ABOUT THIS EXERCISE: Look below for the line containing "grass lawn, where" and the line containing "Look at the photo above. For each instance of the wire"; repeat exactly those two lines and all lines between them, and nothing else.

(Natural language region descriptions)
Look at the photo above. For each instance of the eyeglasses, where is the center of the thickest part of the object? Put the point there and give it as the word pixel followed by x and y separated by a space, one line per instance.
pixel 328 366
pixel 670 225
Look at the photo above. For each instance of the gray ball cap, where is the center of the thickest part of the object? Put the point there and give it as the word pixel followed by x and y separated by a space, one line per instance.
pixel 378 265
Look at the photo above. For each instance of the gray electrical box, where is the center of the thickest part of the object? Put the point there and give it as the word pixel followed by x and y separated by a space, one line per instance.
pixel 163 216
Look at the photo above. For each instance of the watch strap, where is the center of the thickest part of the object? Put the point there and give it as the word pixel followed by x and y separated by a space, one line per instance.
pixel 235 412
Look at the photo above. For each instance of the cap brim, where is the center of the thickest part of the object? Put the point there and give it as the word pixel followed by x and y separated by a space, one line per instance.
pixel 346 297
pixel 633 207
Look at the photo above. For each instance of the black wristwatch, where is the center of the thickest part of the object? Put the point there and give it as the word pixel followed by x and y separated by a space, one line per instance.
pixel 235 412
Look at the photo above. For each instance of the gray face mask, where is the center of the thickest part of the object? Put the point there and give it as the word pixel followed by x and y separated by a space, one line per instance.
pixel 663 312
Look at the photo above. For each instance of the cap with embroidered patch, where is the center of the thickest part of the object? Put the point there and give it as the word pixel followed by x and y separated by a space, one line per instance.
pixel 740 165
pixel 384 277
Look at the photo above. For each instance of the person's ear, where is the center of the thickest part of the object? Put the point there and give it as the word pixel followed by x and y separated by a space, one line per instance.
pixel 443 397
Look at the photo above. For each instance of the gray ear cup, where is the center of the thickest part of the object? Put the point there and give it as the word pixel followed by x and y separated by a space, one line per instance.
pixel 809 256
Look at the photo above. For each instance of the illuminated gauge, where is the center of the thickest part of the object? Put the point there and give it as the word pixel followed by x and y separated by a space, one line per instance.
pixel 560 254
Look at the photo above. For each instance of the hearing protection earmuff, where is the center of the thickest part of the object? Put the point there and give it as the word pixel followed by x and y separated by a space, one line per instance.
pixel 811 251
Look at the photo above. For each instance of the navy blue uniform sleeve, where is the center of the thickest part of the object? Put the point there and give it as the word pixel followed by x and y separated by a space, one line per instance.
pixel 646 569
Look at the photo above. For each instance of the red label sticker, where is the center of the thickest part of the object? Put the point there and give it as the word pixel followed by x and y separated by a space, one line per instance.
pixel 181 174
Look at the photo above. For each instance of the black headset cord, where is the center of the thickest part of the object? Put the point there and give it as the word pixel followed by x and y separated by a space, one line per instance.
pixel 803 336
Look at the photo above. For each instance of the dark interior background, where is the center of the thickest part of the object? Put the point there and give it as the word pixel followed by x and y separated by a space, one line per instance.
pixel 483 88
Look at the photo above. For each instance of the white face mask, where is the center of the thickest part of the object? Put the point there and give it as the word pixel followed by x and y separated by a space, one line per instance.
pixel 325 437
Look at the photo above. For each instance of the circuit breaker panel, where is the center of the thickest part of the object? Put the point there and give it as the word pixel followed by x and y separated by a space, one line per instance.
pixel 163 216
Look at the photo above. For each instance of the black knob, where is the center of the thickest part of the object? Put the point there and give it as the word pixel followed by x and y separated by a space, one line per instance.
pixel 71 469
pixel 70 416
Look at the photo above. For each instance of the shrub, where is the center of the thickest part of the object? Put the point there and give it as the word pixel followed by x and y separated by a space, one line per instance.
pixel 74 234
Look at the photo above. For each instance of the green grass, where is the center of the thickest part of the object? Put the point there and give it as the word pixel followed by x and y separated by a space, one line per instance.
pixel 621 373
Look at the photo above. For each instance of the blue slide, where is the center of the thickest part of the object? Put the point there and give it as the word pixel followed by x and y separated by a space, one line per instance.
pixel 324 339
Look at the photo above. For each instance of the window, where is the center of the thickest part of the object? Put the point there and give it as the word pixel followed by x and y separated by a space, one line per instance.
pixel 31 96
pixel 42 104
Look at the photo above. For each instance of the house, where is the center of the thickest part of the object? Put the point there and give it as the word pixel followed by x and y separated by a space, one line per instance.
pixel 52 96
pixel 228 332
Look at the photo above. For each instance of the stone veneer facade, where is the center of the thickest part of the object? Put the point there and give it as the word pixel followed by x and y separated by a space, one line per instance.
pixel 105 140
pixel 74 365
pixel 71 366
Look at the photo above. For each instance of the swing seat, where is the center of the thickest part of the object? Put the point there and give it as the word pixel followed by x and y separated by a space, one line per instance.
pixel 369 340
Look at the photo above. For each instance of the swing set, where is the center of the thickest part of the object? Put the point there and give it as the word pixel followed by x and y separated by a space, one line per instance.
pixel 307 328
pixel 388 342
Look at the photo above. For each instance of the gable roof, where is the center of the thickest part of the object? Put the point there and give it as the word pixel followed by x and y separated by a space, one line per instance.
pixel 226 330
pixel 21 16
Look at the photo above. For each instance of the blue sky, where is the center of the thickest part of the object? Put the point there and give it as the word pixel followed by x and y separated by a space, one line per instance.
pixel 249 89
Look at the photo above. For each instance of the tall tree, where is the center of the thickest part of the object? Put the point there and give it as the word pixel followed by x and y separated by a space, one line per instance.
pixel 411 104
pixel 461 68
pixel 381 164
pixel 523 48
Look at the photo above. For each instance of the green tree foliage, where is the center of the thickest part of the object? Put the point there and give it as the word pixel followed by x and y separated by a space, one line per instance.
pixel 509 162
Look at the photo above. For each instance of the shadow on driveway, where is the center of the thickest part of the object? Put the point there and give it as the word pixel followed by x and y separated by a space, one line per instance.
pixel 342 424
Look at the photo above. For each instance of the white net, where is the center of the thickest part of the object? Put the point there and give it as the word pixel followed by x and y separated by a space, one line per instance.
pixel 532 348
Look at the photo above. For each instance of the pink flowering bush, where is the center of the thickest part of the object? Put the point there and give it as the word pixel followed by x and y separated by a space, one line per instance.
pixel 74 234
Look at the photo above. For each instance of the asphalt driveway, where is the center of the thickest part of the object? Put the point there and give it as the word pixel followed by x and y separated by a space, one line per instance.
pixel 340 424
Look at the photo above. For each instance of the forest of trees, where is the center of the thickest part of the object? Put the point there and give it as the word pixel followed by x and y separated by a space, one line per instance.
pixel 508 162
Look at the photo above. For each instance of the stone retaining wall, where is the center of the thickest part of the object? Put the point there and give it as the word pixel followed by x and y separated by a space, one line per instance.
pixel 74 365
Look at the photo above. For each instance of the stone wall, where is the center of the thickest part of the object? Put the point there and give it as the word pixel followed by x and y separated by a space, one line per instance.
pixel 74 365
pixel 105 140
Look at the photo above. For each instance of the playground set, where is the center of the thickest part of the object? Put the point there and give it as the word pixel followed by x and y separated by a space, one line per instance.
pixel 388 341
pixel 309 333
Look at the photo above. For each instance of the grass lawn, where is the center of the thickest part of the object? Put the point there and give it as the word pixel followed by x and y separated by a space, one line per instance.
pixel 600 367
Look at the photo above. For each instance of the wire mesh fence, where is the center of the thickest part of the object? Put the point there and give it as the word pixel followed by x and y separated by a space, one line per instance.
* * *
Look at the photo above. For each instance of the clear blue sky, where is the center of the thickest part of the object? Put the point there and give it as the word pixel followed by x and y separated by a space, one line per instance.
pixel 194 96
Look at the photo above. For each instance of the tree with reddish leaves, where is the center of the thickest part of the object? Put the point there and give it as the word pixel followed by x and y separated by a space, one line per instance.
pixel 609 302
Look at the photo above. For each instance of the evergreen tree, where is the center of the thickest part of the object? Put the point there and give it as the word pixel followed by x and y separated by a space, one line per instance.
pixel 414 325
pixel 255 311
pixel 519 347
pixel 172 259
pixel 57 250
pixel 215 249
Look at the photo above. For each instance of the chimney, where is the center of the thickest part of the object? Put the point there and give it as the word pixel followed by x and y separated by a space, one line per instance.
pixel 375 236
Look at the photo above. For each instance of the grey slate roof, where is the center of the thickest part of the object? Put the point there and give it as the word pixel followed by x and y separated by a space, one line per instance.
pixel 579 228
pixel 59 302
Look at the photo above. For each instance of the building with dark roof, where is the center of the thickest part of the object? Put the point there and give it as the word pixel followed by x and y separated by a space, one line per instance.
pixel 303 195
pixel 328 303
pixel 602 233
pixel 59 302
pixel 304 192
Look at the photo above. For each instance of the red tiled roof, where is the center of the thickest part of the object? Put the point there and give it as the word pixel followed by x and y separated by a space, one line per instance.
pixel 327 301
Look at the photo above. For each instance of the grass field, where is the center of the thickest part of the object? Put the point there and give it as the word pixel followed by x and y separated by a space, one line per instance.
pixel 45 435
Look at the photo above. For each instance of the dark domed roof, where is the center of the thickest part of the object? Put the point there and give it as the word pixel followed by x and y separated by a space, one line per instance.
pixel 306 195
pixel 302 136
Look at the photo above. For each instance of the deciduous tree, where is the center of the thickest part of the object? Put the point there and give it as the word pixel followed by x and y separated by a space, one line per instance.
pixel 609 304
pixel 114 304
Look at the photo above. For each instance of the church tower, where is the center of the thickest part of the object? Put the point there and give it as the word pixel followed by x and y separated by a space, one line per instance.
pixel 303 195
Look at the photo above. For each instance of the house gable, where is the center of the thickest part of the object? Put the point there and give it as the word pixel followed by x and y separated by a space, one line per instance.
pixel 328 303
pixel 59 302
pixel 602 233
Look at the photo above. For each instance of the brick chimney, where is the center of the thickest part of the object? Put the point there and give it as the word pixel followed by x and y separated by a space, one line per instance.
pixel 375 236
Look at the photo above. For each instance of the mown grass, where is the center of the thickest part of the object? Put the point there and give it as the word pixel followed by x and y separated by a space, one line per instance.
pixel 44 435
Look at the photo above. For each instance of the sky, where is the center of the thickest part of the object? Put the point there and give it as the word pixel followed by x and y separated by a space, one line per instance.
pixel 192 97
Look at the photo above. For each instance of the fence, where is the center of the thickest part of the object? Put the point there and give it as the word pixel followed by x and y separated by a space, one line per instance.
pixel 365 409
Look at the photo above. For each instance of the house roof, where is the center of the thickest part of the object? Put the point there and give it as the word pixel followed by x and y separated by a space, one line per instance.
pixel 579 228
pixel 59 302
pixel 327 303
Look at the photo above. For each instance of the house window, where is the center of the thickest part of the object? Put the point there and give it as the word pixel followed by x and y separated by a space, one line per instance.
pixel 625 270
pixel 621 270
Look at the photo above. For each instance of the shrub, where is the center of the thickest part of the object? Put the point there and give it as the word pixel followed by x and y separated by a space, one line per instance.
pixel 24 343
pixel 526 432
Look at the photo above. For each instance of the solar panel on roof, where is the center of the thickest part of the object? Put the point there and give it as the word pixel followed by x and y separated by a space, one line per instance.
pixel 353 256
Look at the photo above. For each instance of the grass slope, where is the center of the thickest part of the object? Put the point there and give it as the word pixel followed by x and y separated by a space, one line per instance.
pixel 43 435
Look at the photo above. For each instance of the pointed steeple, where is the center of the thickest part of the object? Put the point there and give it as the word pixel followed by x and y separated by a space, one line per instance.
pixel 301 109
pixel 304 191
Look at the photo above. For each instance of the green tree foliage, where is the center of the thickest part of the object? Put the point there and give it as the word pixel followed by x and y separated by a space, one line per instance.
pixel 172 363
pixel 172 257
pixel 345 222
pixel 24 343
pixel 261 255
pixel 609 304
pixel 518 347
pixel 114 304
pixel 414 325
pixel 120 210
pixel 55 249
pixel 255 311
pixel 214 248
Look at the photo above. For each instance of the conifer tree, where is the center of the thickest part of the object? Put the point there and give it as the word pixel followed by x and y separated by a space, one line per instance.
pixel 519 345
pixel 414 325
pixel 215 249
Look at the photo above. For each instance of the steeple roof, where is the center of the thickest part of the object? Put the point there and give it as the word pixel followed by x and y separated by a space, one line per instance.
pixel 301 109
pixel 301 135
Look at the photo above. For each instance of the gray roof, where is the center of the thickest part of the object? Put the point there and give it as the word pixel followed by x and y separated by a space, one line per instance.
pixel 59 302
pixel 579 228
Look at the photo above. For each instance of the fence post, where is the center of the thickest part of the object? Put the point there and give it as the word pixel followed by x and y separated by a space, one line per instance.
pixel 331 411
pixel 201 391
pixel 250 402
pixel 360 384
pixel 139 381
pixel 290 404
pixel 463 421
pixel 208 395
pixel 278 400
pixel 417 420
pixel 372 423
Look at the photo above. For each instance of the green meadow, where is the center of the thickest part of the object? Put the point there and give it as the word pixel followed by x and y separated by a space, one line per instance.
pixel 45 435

EXERCISE ANSWER:
Look at the photo above. For each instance of the grass lawn, where is the center of the thickest part of the object? Put the point there and give it as the word pixel followed by x and y separated by a space, one line per instance.
pixel 600 367
Look at the photo above. For each instance of the wire mesh fence, where is the center of the thickest part of the object? Put the point there and give it as the word pixel followed by x and y separated by a space, one line per instance.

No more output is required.